START EXTRACT PROVIDED

31 thoughts on “3D Printed Key-Code Is Plastic Digital Logic

    1. That only takes 32 gates, or less, not including the tape/memory so that is in itself not a big deal. The thing to note is the clock speed would mean than any useful computations would operate on a geological time scale, assuming the entire device did not break from fatigue when all of the plasticizers off-gassed after a few decades.

          1. urh, studied physics, … enjoyed a course called Dynamical Systems, read some books like Strogatz’, studied computer science on my own as well, … I may not have persevered long enough, but could you just be helpful and show me where I can find a 32 gate turing complete machine? I would really appreciate it. Closest I can find is 28 ICs (89 Gates, with various input sizes) http://www.6502.org/users/dieter/m14500/m14500.htm

            I would really appreciate an explicit reference, and it doesn’t have to be built IRL, even theoretical models (discrete time, boolean variables instead of real voltages etc) are fine, just lowest gate count

          2. FFS work it out your self if you are so well educated. I seriously doubt the your honesty as I find it hard to believe you could not know such basic stuff.

END EXTRACT PROVIDED

### TASK LIST
#1 Answer these about the comment thread on 3D printed key-code logic:
(a) How many gates does the first comment say are needed, not counting the tape or memory?
(b) What is the closest design the second commenter reports finding?
(c) Which course does the second commenter say they enjoyed?
#2 Resume the comment thread on 3D printed key-code logic after its last comment.
The records have nothing to do with this text.

START DATASET RECORDS

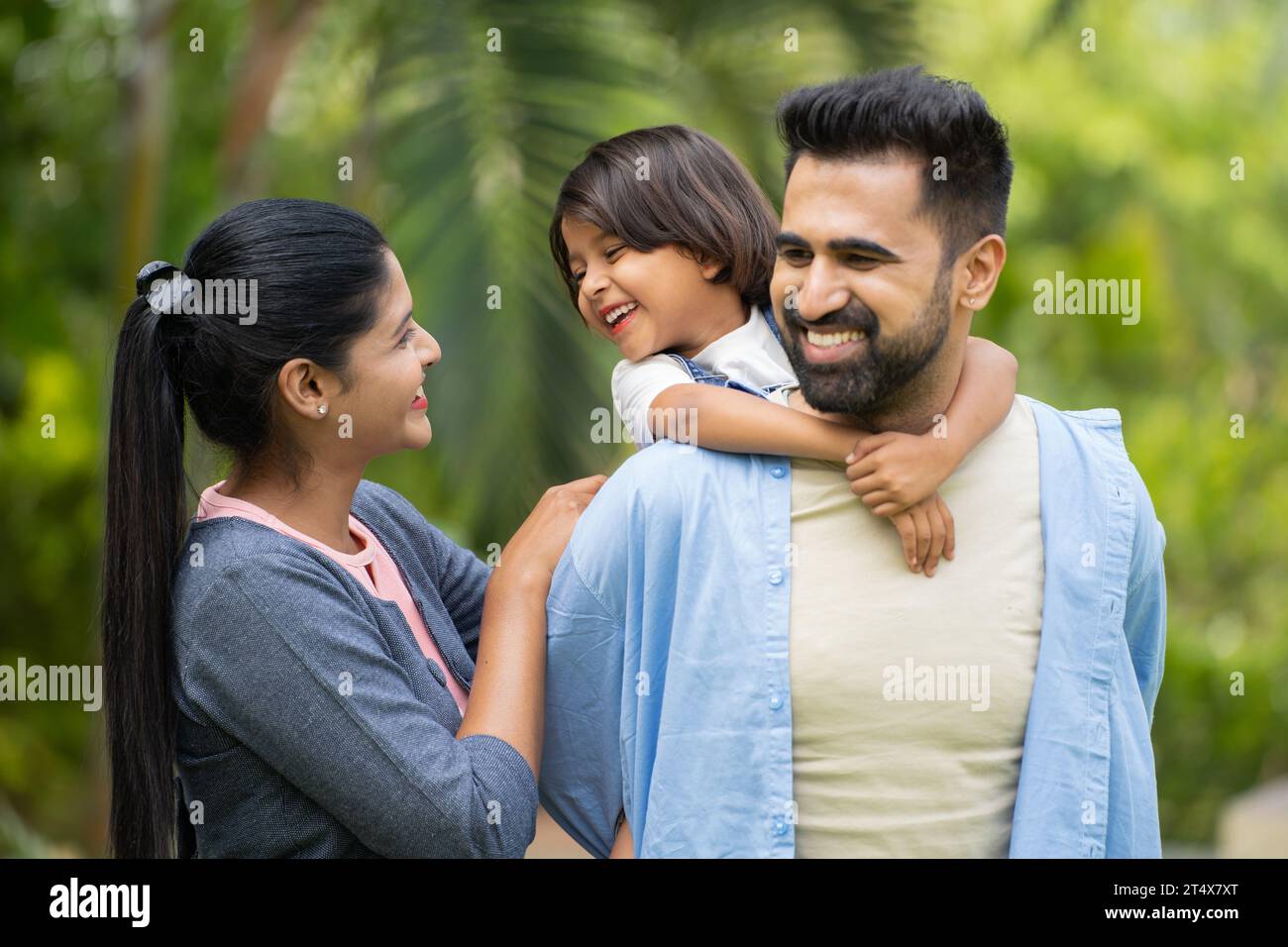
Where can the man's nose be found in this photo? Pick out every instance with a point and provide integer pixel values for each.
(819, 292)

END DATASET RECORDS
START DATASET RECORDS

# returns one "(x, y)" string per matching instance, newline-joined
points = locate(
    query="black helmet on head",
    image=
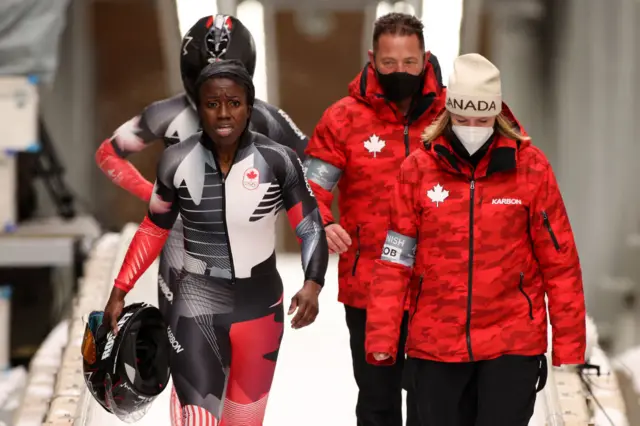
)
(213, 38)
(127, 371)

END DATASET RECORDS

### YOUR WRITTEN ANSWERS
#1
(a) 32 gates or less.
(b) A design of 28 ICs (89 gates, with various input sizes).
(c) Dynamical Systems.

#2
            What is the truth table for the smallest Universal Turing Machine, what is the logic gate arrangement that embodies that logic. There was a schematic posted in the comments on HAD within the last few years and in more recent times people here have even woken up to the fact that any Boolean function’s look up table can be represented by a ROM built using just diodes (a point made by the person who posted that first diagram), this was also demonstrated comprehensively in an article here more recently. See the Gray-1

            So anyway the lowest gate count is actually zero, a ROM will do it, but if you do use gates it is as I said under 32. In fact you can do the core logic with 8 NOR gates, or 4 NAND and an inverter. But you need buffers and timing logic too. There is also the option to have a set of shift registers interacting such that the data in one becomes the address select for the output from another etc. in a loop. This interaction of data and address values in a self modifying memory forms a completely virtual state machine of whatever configuration you like because you can implement a UTM which then emulates all other TMs.

            The reason it works is that you are pushing all of the complexity out into the memory which can be a huge shift register, but there are many other options and media that can be used, including light where addressing is a phase shift in the read timing of an optical loop.

            Computers operate in Space-Time you can use a lot of one or the other or a combination of the both but the end result and “cost” is the same.

            This is basic computer science knowledge, if you don’t know it then you know very little about computer science indeed! So back to the books for you.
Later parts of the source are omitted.